JO: There are challenges in the pharmaceutical sector around validation and the whole regulatory environment. However, our approach is a non-invasive solution that doesn’t require validation, which allows us to deploy very quickly and get almost immediate value out of the information obtained. In a regulatory environment, many solution providers go through a validation exercise, which is very expensive for the customer and is incredibly time consuming. It could take six to nine months to go through a validation process for this kind of solution. In our case, EMI doesn’t require validation, so for us, it literally takes weeks. The benefit for clients is rapid deployment and very quick access to information to help drive operations excellence.
CP: How does that work, is validation obtained through another source?
JO: Most vendors take an invasive approach in the way that they interact with programmable logic controls (PLCs), for example, that necessitates validation. That’s what drives the processes and because we don’t need to do that, we’re not subject to a validation scenario.
PLCs are the computers that run the machines. If you’re communicating with these machine controllers, there’s obviously a lot of sensitivity around any parameters that can change, which affects the process and therefore everything has to be validated to make sure that doesn’t happen. We take a more passive approach where we simply read this information and we have technology thåat can overlay the top of the PLC layer. As a result, we can’t alter or affect the process and therefore a validation is not needed.
CP: What kind of training is required?
JO: We have a unique training model. Where most software vendors have a two-phase process involving pre-implementation and implementation activities in order to commission a system, we developed three additional steps for IMPACT. After our solution goes live, we come back 30 days later and certify the data to make sure it’s accurate. We actuate a baseline of operations to see how the plant is performing and then we do the actual training 30 days after they go live. We like to do the training with the client’s data because they’re much more engaged with it. Then, for the next two months, we have a consulting concept where every two weeks we do a 90-minute conference call with the plant to review the data. We navigate the software, looking at information together and provide insight on what the client is seeing. They get tremendous benefit from that and normally it helps accelerate their improvement efforts. Finally, after a couple of months, we have a few workshops where we infuse our benchmarking data.

§

ASSIGNED TASK
Please copy the interview excerpt word for word, everything from "CP: How does" down to "a validation scenario.". The items after this point aren't needed.

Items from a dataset
§

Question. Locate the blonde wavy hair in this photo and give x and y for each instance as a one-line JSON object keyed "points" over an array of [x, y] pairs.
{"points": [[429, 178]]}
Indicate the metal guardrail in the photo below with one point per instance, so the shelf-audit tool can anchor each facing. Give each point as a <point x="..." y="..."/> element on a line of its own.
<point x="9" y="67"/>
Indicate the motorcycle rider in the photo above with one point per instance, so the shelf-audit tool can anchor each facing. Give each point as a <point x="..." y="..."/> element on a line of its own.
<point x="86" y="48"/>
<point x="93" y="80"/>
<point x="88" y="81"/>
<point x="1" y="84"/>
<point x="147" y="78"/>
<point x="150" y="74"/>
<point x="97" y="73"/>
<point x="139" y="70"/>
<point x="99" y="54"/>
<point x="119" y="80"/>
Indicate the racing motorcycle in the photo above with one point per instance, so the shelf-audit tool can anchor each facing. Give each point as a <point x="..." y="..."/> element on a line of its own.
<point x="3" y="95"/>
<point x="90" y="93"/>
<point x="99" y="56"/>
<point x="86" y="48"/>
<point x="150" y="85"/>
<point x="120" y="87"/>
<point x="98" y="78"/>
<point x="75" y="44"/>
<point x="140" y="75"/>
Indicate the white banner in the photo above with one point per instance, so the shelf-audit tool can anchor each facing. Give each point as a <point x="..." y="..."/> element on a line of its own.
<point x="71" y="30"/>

§

EXERCISE OUTPUT
CP: How does that work, is validation obtained through another source?
JO: Most vendors take an invasive approach in the way that they interact with programmable logic controls (PLCs), for example, that necessitates validation. That’s what drives the processes and because we don’t need to do that, we’re not subject to a validation scenario.